**GOAL**
Output the stretch of rows from the line containing "on the media" through the last row as a JSON list of strings, one string per line, leaving out any blank lines.

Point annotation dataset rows
'''

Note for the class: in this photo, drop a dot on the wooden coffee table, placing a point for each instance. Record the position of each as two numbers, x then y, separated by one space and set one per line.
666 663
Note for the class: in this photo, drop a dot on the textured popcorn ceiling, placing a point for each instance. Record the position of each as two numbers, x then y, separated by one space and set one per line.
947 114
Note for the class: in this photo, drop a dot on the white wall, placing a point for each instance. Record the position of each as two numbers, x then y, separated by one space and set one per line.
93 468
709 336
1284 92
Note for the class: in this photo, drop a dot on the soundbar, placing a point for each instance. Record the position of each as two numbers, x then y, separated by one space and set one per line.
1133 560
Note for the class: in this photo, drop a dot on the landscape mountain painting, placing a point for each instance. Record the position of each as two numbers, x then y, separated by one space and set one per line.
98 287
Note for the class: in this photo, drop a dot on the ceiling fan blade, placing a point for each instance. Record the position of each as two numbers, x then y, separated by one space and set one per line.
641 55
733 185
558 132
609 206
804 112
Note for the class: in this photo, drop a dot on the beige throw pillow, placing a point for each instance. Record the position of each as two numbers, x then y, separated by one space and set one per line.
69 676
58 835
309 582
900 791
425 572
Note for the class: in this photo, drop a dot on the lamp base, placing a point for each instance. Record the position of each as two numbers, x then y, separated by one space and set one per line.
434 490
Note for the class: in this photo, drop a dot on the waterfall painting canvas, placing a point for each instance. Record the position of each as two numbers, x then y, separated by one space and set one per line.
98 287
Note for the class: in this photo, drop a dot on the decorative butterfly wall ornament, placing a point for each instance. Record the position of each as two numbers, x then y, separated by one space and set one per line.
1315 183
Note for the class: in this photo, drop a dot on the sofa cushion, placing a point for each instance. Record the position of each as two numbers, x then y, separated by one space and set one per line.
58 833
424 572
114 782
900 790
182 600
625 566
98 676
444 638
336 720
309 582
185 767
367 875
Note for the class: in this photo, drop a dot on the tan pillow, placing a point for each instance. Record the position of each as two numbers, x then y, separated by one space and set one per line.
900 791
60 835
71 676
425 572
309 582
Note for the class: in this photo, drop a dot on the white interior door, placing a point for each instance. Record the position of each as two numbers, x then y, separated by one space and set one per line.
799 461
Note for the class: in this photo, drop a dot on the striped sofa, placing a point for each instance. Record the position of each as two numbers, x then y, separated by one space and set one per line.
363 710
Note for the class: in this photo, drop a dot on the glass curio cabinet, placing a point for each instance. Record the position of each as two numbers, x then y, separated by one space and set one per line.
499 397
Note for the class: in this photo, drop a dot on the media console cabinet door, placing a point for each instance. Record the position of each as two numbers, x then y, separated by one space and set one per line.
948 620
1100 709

'''

**IN RESPONSE**
[
  "Note for the class: in this photo, drop a dot on the media console cabinet door, placing a point for each instance. Record the position of each as two numbers, x then y, separated by one space and set one per line.",
  "948 620",
  "1100 709"
]